TO DO → Could you reproduce every record below exactly, excluding all pictures?

RECORDS →
BEGIN
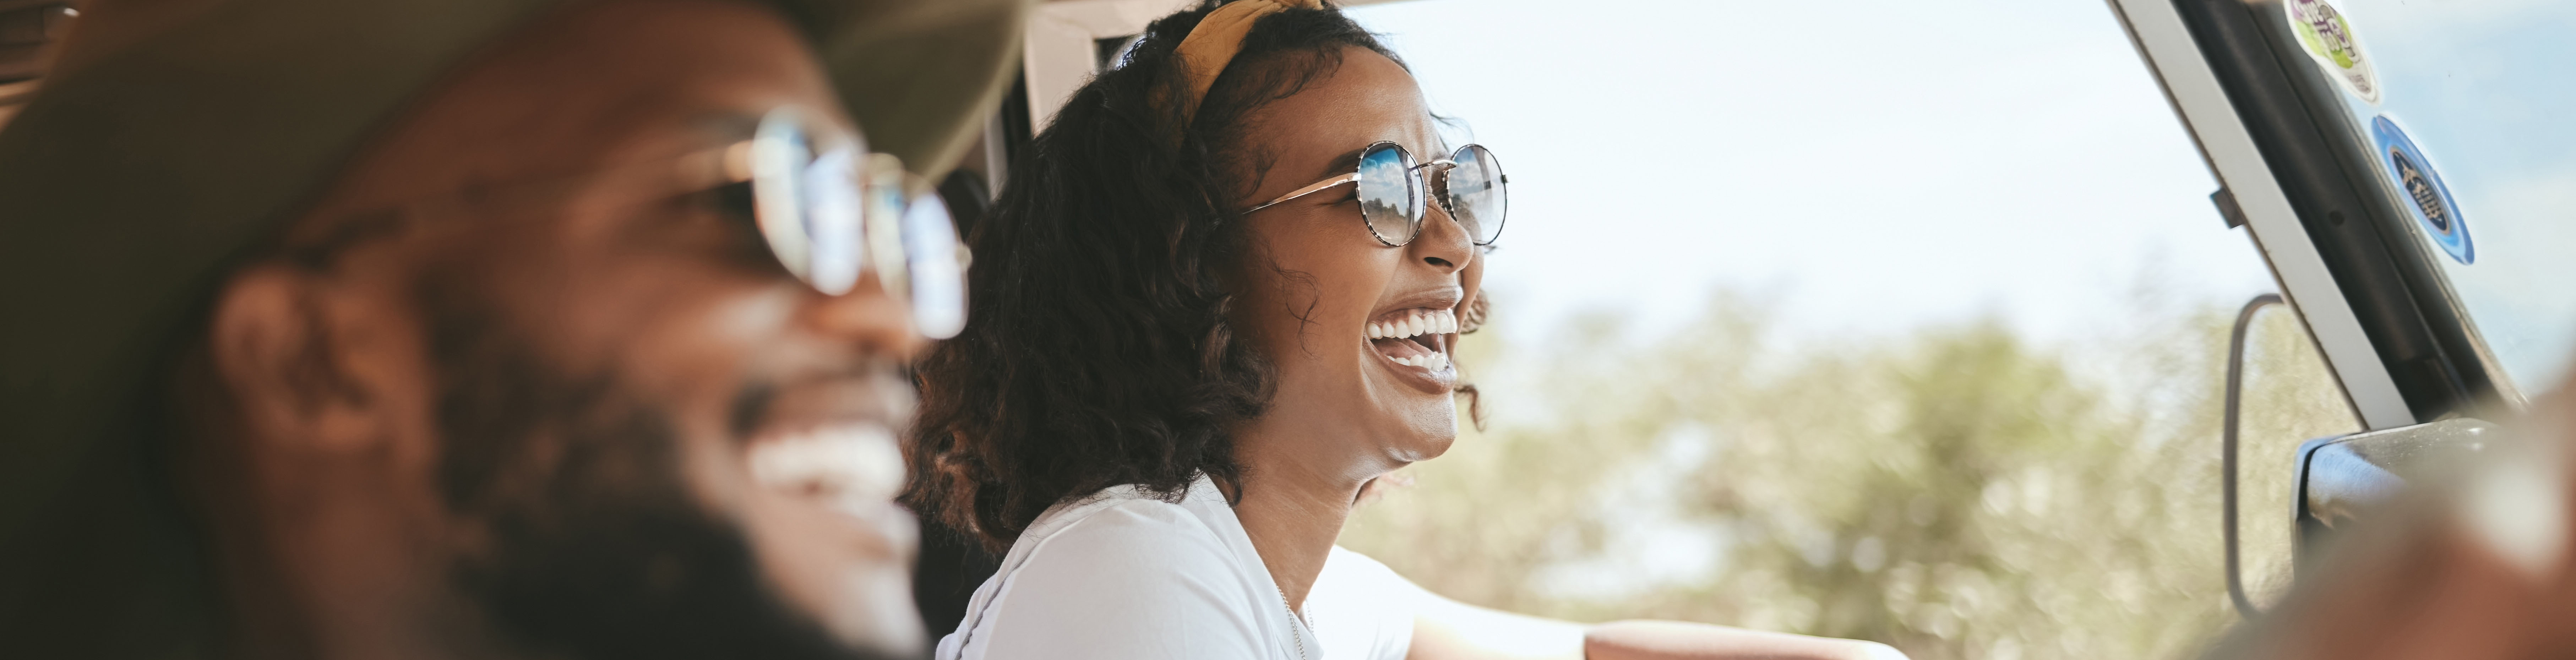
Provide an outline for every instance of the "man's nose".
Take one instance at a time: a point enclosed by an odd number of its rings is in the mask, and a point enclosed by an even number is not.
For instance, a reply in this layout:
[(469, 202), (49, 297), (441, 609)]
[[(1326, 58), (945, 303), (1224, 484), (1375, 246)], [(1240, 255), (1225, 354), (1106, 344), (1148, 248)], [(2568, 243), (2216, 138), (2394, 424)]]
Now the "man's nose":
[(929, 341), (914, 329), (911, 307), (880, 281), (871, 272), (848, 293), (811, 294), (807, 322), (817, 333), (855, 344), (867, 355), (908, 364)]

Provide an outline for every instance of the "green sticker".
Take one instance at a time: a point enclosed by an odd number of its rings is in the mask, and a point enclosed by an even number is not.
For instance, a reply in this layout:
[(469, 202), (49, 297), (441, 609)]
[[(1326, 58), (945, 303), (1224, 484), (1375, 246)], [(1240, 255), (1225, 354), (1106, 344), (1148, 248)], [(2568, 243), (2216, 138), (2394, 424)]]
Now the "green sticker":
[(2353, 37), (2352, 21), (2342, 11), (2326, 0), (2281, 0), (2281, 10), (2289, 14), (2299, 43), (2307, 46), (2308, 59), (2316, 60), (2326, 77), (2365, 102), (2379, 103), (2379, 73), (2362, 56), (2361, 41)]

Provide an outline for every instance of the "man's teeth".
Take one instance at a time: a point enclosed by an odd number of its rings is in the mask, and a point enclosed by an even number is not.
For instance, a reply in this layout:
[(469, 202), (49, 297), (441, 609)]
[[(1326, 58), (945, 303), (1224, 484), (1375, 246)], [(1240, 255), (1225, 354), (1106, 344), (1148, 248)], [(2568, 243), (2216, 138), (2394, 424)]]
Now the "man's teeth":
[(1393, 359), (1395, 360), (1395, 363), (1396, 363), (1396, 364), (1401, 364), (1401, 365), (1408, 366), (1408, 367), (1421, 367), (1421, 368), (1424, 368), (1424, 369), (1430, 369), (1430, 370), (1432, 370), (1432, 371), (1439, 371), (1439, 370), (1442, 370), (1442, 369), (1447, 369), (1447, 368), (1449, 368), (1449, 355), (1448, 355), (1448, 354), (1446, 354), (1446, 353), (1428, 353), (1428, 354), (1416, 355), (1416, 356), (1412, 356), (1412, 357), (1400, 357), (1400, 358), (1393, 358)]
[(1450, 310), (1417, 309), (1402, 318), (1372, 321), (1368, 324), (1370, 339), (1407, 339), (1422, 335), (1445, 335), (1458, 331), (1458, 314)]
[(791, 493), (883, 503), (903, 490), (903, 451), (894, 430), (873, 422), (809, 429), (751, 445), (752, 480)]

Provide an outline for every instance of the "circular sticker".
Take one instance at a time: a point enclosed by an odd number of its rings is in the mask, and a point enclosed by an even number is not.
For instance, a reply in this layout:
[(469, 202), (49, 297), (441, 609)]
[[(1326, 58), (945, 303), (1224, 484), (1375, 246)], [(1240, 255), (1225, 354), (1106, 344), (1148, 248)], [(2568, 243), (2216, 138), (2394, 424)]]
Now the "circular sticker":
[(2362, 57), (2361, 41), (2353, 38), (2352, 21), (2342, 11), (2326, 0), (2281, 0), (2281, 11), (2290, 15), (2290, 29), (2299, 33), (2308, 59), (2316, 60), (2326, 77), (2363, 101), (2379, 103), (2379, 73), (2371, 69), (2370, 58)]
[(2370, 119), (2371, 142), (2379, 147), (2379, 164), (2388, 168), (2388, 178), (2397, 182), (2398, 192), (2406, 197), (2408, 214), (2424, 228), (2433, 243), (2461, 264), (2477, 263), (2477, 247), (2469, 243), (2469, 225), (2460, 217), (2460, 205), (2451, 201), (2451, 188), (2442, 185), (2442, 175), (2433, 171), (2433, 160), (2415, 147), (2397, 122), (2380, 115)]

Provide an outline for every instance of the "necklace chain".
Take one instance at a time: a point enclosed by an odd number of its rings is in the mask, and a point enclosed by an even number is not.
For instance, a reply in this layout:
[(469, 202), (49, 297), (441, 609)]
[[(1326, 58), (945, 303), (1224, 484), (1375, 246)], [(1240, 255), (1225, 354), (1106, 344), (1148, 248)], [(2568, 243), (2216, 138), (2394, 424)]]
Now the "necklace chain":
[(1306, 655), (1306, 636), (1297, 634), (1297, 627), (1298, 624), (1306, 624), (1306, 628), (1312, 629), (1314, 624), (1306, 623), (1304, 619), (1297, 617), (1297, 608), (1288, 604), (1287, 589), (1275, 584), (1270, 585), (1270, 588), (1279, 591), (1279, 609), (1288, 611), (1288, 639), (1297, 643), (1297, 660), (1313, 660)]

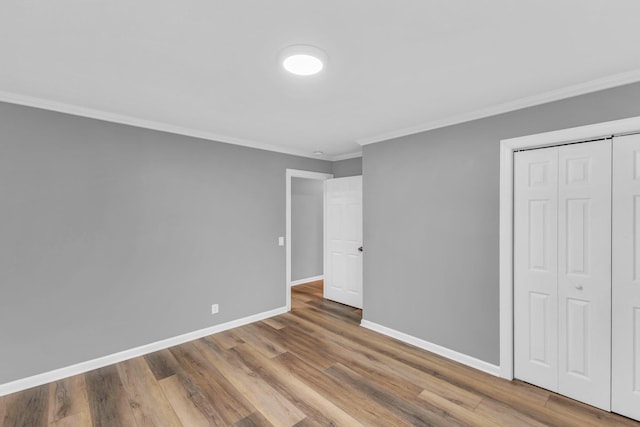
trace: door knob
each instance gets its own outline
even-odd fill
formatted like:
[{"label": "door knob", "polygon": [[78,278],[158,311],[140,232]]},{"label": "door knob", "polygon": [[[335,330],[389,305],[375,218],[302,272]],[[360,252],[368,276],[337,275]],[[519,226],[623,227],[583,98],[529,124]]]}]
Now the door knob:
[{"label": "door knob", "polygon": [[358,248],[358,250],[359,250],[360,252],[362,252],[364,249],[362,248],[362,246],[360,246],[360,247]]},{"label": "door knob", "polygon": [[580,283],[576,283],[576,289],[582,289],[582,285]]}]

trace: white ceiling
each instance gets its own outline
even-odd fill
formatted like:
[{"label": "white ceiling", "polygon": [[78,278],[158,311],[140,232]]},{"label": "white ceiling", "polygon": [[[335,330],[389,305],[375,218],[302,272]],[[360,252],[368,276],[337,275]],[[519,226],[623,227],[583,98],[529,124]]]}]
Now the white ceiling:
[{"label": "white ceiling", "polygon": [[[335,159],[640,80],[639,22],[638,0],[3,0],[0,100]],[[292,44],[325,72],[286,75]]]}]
END
YOUR SOLUTION →
Provide an outline for every instance of the "man's nose".
Take one instance at a time: a point enclosed by an odd number of its rings is in the mask, and a point enclosed by an even number is not.
For instance, a reply in this layout:
[(469, 202), (49, 297), (441, 609)]
[[(1326, 58), (945, 303), (1224, 484), (1375, 246)], [(1240, 255), (1225, 354), (1106, 344), (1148, 248)], [(2568, 243), (2216, 138), (2394, 424)]]
Now the "man's nose":
[(929, 341), (914, 329), (911, 307), (880, 281), (871, 272), (848, 293), (811, 294), (807, 322), (817, 333), (855, 344), (867, 355), (908, 364)]

Provide an outline for every instance of the "green sticker".
Take one instance at a time: a point enclosed by an odd number of its rings is in the mask, and a point enclosed by an even number is not.
For instance, a reply in this layout:
[(469, 202), (49, 297), (441, 609)]
[[(1326, 58), (945, 303), (1224, 484), (1375, 246)], [(1240, 255), (1225, 354), (1106, 344), (1148, 248)], [(2568, 243), (2216, 138), (2394, 424)]]
Now the "green sticker":
[(2353, 37), (2352, 21), (2342, 11), (2326, 0), (2281, 0), (2281, 10), (2289, 14), (2299, 43), (2307, 46), (2308, 59), (2316, 60), (2326, 77), (2365, 102), (2379, 103), (2379, 73), (2362, 56), (2361, 41)]

Provide an outline for every instance of the "man's teeth".
Take one instance at a time: a point enclosed by an odd number of its rings is in the mask, and a point enclosed by an even number is not.
For instance, a reply in this layout:
[(469, 202), (49, 297), (441, 609)]
[[(1326, 58), (945, 303), (1224, 484), (1375, 246)], [(1240, 255), (1225, 354), (1106, 344), (1148, 248)], [(2568, 243), (2216, 138), (2394, 424)]]
Now the "man's teeth":
[(1393, 359), (1395, 360), (1395, 363), (1396, 363), (1396, 364), (1401, 364), (1401, 365), (1408, 366), (1408, 367), (1421, 367), (1421, 368), (1424, 368), (1424, 369), (1430, 369), (1430, 370), (1432, 370), (1432, 371), (1439, 371), (1439, 370), (1442, 370), (1442, 369), (1447, 369), (1447, 368), (1449, 368), (1449, 355), (1448, 355), (1448, 354), (1446, 354), (1446, 353), (1428, 353), (1428, 354), (1416, 355), (1416, 356), (1412, 356), (1412, 357), (1400, 357), (1400, 358), (1393, 358)]
[(1450, 310), (1417, 309), (1402, 318), (1372, 321), (1368, 324), (1370, 339), (1407, 339), (1422, 335), (1445, 335), (1458, 331), (1458, 314)]
[(791, 493), (883, 503), (903, 490), (903, 451), (894, 430), (873, 422), (809, 429), (751, 445), (752, 480)]

Provide an outline for every instance of the "circular sticker".
Take one instance at a time: a point enclosed by an odd number of its rings is in the mask, and a point enclosed by an even number is not.
For instance, a reply in this layout:
[(469, 202), (49, 297), (441, 609)]
[[(1326, 58), (945, 303), (1224, 484), (1375, 246)], [(1240, 255), (1225, 354), (1106, 344), (1148, 248)], [(2568, 243), (2216, 138), (2394, 424)]]
Now the "circular sticker":
[(2362, 57), (2361, 41), (2353, 38), (2352, 21), (2342, 11), (2326, 0), (2281, 0), (2281, 11), (2290, 15), (2290, 29), (2299, 33), (2308, 59), (2316, 60), (2326, 77), (2363, 101), (2379, 103), (2379, 73), (2371, 69), (2370, 58)]
[(2370, 119), (2371, 142), (2379, 147), (2379, 164), (2388, 168), (2388, 178), (2397, 182), (2398, 192), (2406, 197), (2408, 214), (2424, 228), (2433, 243), (2461, 264), (2477, 263), (2477, 247), (2469, 243), (2469, 225), (2460, 217), (2460, 205), (2451, 201), (2451, 188), (2442, 185), (2442, 175), (2433, 171), (2433, 160), (2415, 147), (2397, 122), (2380, 115)]

Provide an outline for every instance of the "necklace chain".
Take one instance at a time: a point enclosed by an odd number of its rings is in the mask, and a point enclosed by an even number is not.
For instance, a reply in this layout:
[(469, 202), (49, 297), (441, 609)]
[[(1326, 58), (945, 303), (1224, 484), (1375, 246)], [(1240, 255), (1225, 354), (1106, 344), (1148, 248)], [(2568, 243), (2216, 138), (2394, 424)]]
Now the "necklace chain":
[(1306, 655), (1306, 636), (1297, 634), (1297, 627), (1298, 624), (1306, 624), (1306, 628), (1312, 629), (1314, 624), (1306, 623), (1304, 619), (1297, 617), (1297, 608), (1288, 604), (1287, 589), (1275, 584), (1270, 585), (1270, 588), (1279, 591), (1279, 609), (1288, 611), (1288, 639), (1297, 643), (1297, 660), (1313, 660)]

trace: door knob
each instance gets its own outline
even-odd fill
formatted like:
[{"label": "door knob", "polygon": [[78,278],[158,311],[140,232]]},{"label": "door knob", "polygon": [[[335,330],[389,305],[375,218],[302,272]],[[360,252],[368,276],[337,275]],[[519,226],[623,227],[583,98],[529,124]]]}]
Now the door knob:
[{"label": "door knob", "polygon": [[358,248],[358,250],[359,250],[360,252],[362,252],[364,249],[362,248],[362,246],[360,246],[360,247]]},{"label": "door knob", "polygon": [[580,283],[576,283],[576,289],[582,289],[582,285]]}]

trace: white ceiling
each instance gets its own outline
even-odd fill
formatted like:
[{"label": "white ceiling", "polygon": [[78,278],[158,311],[140,232]]},{"label": "white ceiling", "polygon": [[[335,330],[389,305],[375,218],[302,272]],[[360,252],[368,276],[337,275]],[[519,226],[623,227],[583,98],[529,124]]]}]
Now the white ceiling:
[{"label": "white ceiling", "polygon": [[[335,159],[640,80],[639,22],[638,0],[3,0],[0,100]],[[292,44],[325,72],[286,75]]]}]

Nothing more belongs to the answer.